### Requisitos del ejercicio
Devuelve todas las líneas de los registros siguientes en las que aparezca la cadena "white".

------ Extractos de registros

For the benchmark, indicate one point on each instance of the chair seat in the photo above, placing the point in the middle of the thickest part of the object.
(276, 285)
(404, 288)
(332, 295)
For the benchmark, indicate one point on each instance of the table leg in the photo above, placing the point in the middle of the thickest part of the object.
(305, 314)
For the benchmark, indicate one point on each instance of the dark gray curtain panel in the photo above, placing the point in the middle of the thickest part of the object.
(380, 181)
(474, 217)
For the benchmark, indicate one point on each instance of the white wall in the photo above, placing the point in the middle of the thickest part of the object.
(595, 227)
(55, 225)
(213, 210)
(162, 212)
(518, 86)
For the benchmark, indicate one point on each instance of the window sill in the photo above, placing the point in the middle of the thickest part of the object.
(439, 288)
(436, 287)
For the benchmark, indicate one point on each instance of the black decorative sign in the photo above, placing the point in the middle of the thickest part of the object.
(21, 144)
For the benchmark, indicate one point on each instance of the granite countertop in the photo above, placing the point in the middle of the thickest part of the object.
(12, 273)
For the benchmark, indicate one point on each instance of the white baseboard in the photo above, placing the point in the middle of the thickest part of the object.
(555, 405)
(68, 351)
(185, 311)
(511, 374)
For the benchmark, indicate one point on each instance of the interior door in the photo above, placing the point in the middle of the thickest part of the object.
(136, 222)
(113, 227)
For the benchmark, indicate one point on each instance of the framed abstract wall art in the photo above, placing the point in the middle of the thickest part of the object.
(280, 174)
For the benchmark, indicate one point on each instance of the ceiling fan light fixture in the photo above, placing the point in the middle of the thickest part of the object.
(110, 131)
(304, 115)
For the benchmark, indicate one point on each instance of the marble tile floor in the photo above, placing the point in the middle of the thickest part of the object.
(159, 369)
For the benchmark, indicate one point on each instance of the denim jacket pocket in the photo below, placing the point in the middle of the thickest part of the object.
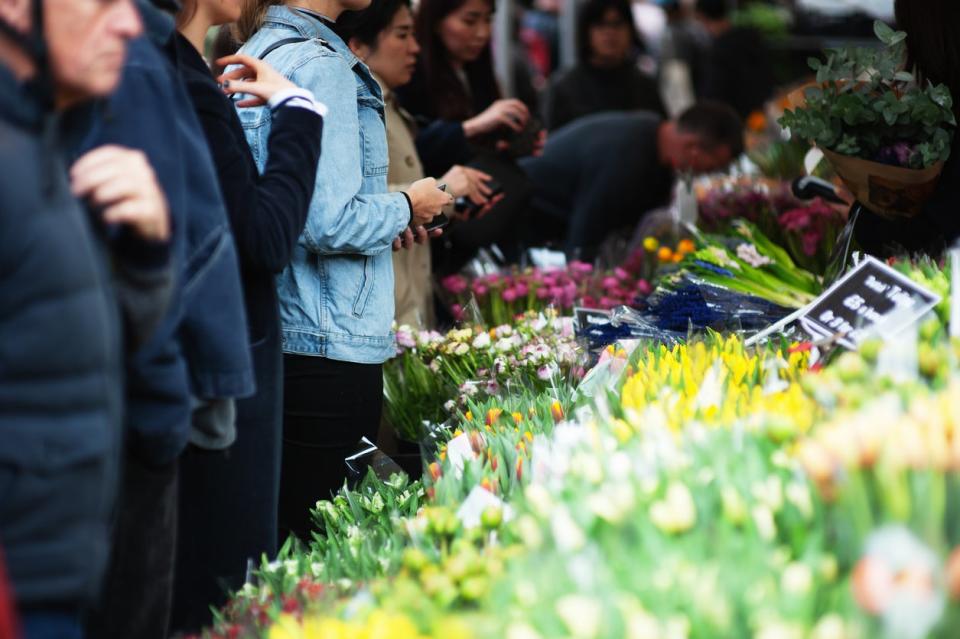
(366, 285)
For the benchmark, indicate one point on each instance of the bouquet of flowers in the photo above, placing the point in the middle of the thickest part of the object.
(723, 200)
(810, 232)
(433, 375)
(807, 230)
(886, 135)
(502, 297)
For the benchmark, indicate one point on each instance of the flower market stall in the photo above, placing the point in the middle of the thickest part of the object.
(623, 451)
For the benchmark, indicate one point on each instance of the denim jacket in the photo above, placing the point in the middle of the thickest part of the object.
(336, 296)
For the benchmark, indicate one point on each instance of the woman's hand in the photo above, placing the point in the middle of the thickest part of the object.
(511, 113)
(254, 77)
(463, 181)
(426, 200)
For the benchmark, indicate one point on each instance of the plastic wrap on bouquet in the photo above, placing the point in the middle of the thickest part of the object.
(626, 323)
(692, 304)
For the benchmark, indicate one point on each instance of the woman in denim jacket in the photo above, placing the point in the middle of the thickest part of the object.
(336, 297)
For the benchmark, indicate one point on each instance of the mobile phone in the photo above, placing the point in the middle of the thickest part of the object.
(438, 222)
(522, 143)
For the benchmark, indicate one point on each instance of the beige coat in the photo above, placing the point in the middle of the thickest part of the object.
(414, 281)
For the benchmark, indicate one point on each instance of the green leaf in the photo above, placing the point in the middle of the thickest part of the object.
(883, 31)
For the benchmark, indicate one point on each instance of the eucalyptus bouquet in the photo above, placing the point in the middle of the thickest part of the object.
(886, 134)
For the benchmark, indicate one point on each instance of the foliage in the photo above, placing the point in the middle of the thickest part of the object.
(867, 106)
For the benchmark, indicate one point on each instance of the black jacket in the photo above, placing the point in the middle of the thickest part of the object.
(585, 90)
(936, 229)
(61, 361)
(267, 213)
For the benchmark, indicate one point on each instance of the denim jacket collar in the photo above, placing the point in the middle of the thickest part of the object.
(311, 28)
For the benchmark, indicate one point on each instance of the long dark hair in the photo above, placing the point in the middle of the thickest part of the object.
(450, 99)
(592, 14)
(933, 48)
(367, 25)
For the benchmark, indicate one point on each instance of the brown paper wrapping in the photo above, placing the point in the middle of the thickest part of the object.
(886, 190)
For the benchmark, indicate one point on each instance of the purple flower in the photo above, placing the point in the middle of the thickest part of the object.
(456, 284)
(580, 267)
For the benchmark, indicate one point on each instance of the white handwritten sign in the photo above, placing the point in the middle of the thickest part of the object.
(871, 297)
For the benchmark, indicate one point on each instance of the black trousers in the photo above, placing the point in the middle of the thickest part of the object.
(229, 499)
(139, 584)
(327, 407)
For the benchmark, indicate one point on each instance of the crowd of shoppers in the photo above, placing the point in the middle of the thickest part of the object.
(199, 270)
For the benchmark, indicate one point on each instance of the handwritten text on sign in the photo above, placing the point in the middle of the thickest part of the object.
(871, 296)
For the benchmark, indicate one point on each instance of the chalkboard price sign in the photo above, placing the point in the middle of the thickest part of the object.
(871, 296)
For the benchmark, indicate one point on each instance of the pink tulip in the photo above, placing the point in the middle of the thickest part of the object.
(456, 284)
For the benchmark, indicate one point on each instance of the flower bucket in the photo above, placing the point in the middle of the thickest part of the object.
(889, 191)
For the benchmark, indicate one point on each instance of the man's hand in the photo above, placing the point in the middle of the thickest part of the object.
(121, 183)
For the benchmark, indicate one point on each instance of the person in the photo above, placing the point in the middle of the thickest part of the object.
(181, 387)
(61, 383)
(463, 119)
(934, 53)
(681, 56)
(336, 296)
(228, 498)
(606, 77)
(383, 37)
(737, 65)
(604, 171)
(9, 627)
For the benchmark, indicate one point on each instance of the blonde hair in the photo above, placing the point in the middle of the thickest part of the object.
(251, 18)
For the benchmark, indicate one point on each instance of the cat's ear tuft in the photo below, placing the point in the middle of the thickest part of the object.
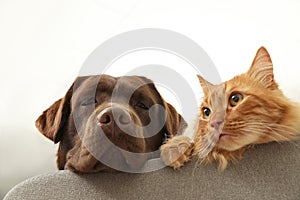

------------

### Resultado de la tarea
For the benchmark, indicate one point on each instance of the white wall in the photo above, placing the point in the middle of the thickest part of the object.
For the benchmark, indicate one point on each instance of the white baseboard in the photo above, placing the point in the middle of the thickest part of the object.
For the benchmark, indicate one point on each instance of the white handwritten sign in the photo above, placing the point in the middle of the thickest part of the object.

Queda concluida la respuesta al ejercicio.